▶ Task data:
────────

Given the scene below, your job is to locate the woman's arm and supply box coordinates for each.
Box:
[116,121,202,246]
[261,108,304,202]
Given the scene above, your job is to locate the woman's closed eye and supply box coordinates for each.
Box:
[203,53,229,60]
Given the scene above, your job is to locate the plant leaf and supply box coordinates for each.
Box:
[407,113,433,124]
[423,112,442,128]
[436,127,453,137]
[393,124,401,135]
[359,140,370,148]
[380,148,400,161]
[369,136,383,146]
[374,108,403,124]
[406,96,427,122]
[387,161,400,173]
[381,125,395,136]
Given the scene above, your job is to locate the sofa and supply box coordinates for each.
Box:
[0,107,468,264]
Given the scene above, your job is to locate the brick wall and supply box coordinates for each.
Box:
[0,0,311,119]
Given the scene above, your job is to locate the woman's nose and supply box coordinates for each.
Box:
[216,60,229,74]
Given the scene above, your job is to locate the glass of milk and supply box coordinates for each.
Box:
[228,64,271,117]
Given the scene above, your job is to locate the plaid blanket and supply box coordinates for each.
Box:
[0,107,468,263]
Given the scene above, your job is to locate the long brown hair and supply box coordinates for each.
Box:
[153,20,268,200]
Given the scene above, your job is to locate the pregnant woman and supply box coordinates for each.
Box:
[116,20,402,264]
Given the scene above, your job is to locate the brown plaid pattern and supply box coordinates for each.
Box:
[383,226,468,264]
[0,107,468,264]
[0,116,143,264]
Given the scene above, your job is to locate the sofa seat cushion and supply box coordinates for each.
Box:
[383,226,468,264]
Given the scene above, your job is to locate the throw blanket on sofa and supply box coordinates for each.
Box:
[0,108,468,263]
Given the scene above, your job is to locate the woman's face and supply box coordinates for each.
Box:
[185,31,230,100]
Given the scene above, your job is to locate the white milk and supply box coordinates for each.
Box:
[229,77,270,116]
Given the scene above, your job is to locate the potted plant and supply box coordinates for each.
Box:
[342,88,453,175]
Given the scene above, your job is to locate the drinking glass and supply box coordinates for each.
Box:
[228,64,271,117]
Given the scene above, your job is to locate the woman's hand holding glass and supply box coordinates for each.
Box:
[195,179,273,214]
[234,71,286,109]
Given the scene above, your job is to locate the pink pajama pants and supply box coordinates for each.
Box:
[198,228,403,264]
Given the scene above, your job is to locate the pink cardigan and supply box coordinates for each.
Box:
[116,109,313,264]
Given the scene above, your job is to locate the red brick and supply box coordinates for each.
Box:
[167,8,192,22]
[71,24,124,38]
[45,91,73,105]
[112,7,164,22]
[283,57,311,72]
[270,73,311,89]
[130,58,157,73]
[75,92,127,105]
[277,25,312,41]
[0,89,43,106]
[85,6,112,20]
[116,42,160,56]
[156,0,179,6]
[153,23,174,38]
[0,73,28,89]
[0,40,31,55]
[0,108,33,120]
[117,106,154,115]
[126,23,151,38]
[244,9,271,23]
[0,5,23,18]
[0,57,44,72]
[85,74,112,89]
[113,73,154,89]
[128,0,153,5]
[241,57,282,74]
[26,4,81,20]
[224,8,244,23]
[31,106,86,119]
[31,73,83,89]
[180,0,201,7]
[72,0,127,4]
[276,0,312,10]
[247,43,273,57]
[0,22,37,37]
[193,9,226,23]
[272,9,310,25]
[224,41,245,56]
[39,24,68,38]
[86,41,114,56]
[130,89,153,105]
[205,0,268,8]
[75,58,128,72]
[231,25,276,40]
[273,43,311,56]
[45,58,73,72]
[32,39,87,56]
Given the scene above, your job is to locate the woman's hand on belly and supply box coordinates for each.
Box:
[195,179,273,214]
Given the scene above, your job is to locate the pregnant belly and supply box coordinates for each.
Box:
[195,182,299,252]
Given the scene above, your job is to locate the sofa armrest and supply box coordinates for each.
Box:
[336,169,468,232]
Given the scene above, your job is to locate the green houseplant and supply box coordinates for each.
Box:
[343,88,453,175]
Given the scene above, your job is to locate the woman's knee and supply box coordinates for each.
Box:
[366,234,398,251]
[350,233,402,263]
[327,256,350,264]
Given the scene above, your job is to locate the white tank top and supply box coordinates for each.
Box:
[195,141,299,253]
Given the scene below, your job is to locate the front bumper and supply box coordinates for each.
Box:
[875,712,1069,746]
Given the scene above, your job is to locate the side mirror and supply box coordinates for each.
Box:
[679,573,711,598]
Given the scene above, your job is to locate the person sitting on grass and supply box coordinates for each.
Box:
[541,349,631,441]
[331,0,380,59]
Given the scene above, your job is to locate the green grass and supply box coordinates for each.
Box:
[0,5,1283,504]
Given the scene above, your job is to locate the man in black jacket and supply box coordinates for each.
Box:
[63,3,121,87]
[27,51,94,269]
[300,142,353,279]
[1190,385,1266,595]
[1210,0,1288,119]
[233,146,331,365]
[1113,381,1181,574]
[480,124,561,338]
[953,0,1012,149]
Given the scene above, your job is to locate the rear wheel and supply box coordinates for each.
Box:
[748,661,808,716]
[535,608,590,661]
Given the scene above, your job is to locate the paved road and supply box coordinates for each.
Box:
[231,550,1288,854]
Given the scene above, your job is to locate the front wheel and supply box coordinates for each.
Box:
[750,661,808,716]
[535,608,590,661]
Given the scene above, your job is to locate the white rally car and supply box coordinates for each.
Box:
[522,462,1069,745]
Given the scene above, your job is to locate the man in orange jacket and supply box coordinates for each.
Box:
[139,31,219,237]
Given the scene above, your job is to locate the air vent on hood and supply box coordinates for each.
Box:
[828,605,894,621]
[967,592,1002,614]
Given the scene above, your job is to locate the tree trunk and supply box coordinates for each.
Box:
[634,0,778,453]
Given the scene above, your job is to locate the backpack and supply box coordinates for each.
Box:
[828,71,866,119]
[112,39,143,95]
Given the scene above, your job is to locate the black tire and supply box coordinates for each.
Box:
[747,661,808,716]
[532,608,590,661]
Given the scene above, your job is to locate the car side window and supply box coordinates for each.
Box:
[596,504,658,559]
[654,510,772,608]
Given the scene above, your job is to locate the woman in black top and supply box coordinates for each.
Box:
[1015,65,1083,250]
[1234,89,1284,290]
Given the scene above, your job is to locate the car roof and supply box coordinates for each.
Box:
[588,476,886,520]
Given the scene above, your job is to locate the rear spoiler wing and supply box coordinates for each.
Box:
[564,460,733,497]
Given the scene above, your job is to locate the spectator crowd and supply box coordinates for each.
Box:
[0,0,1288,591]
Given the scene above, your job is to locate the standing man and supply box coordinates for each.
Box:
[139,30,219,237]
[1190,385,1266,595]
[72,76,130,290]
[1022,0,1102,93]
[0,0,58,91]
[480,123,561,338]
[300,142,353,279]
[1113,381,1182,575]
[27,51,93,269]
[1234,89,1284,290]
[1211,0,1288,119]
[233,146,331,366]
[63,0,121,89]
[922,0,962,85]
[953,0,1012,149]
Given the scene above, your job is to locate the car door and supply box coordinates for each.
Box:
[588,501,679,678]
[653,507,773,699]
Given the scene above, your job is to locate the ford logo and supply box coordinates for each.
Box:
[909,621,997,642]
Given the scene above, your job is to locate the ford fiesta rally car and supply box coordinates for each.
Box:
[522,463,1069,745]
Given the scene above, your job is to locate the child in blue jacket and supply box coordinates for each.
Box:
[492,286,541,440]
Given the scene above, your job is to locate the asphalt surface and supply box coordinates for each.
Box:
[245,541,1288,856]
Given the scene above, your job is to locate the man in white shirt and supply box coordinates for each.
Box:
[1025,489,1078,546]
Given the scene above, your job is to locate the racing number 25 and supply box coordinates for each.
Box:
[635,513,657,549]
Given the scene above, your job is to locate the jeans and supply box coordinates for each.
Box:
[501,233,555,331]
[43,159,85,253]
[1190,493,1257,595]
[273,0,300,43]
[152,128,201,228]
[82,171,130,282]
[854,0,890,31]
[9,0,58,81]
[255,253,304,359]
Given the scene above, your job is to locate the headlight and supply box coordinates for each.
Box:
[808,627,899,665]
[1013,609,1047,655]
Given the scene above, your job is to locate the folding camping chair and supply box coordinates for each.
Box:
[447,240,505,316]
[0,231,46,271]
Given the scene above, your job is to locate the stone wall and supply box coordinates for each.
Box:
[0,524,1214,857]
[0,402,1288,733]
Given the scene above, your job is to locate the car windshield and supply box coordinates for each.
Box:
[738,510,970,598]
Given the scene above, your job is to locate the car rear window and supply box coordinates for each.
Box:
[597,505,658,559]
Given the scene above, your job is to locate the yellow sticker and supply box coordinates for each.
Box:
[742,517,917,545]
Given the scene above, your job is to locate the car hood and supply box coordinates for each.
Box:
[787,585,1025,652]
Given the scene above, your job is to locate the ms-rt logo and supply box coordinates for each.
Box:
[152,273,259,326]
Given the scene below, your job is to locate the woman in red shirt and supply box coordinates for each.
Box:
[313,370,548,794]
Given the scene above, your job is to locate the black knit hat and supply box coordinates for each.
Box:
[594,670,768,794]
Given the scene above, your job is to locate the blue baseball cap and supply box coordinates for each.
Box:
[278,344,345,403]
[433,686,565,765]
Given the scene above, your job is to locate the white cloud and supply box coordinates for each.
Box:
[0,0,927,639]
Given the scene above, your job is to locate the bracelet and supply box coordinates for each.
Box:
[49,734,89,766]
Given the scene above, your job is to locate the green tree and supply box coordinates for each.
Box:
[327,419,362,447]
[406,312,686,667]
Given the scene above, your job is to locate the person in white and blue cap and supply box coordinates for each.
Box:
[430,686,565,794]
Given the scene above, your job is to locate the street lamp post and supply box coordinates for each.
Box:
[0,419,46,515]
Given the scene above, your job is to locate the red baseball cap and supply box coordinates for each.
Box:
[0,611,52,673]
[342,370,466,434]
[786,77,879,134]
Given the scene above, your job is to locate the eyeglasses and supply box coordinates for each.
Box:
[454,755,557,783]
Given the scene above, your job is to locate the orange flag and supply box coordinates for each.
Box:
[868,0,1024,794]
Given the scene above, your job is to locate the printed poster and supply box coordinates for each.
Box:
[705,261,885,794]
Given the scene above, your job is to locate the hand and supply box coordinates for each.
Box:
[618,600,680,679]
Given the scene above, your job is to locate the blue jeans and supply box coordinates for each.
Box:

────────

▶ Set exercise:
Report how many lines of the items above contain the word "grass", treating case as significant, and give only that number.

▶ Written solution:
2